* _Aim_:
Rewrite the listing starting at the line that contains "the small jar" and ending at the last line, requests included, adding 147 to every x and y coordinate in the answers.
** START OF Records for the task **
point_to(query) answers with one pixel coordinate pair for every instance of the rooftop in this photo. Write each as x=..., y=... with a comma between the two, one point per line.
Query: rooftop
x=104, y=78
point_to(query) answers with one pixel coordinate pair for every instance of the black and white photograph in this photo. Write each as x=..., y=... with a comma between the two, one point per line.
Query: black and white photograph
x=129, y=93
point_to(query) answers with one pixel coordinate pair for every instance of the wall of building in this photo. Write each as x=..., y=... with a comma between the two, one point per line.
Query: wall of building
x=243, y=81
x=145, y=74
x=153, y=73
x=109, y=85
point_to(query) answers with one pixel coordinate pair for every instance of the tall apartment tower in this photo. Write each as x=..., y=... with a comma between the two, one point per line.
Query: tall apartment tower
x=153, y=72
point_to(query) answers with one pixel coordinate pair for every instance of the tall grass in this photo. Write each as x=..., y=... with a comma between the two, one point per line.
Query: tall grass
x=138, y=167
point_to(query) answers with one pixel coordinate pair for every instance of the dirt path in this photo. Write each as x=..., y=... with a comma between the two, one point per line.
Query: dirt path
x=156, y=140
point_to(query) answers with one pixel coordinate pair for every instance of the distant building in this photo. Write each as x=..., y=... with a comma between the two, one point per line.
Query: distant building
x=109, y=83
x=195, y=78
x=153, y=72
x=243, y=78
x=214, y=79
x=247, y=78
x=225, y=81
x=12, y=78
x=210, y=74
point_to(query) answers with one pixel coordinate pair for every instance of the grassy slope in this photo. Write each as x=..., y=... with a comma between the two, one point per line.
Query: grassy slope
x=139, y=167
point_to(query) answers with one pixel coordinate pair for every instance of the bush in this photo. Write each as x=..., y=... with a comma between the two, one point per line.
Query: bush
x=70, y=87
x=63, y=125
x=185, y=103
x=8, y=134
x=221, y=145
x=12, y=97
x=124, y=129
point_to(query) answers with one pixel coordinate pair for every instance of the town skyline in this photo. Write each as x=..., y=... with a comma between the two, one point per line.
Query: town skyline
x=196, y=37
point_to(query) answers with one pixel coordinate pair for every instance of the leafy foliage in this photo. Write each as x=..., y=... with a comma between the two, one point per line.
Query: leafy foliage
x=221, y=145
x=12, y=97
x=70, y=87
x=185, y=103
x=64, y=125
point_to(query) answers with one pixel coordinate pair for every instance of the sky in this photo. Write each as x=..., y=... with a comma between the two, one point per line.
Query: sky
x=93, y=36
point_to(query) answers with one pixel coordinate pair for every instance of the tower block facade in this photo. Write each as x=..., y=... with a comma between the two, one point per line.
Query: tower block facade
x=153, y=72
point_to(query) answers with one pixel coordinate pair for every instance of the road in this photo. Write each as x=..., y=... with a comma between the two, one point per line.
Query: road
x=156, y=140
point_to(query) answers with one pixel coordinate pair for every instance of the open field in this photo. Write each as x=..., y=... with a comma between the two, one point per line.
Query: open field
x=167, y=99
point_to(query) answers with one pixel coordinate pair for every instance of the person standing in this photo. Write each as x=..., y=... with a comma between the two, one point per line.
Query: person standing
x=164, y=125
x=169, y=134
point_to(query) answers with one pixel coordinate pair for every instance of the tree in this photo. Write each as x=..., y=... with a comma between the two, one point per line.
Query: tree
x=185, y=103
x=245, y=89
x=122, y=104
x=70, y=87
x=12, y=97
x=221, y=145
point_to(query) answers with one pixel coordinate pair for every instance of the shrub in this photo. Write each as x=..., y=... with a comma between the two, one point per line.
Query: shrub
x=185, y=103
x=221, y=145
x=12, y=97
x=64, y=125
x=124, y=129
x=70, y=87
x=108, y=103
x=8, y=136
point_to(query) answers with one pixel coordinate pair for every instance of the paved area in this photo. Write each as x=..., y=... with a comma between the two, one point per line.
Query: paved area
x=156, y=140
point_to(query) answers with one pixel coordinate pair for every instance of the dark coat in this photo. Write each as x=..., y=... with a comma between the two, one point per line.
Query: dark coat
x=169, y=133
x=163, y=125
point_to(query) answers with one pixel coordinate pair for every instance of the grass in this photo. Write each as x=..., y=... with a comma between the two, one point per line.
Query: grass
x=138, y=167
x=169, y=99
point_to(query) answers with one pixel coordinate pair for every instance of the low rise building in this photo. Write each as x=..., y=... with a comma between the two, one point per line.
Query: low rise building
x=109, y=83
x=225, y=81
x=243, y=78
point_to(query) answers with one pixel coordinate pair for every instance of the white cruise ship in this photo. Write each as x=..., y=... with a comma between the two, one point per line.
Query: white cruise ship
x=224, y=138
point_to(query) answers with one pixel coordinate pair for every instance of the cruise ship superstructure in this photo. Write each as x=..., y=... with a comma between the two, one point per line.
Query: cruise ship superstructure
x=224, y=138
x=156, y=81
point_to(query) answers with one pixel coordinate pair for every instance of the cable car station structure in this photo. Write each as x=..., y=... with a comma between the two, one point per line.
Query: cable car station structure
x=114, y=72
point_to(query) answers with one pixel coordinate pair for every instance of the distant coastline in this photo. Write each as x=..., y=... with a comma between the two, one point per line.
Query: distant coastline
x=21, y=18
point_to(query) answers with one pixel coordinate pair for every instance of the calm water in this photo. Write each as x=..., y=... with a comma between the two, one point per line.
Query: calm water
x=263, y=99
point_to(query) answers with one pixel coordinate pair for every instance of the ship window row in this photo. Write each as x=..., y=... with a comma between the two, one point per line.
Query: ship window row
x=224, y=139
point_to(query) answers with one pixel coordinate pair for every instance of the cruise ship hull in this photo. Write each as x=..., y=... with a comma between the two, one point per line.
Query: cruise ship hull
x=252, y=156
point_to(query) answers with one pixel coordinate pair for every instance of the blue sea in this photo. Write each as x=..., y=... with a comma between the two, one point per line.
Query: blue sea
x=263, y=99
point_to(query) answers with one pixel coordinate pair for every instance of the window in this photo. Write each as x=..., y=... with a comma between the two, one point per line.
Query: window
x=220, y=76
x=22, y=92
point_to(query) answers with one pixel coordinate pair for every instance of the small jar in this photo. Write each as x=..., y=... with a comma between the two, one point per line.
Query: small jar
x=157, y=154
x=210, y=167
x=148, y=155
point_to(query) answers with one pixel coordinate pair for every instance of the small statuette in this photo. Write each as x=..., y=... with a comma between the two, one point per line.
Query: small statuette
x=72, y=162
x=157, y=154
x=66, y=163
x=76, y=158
** END OF Records for the task **
* _Reply_:
point_to(query) answers with one pixel coordinate pair for every instance of the small jar in this photo. Write each as x=..., y=... with a comma between the two, one point per line.
Query: small jar
x=304, y=301
x=357, y=314
x=295, y=302
point_to(query) answers with one pixel coordinate pair for every instance of the small statuette in this photo. Write each as x=..., y=... with a comma between the two, one point per line.
Query: small statuette
x=219, y=309
x=304, y=301
x=213, y=310
x=223, y=305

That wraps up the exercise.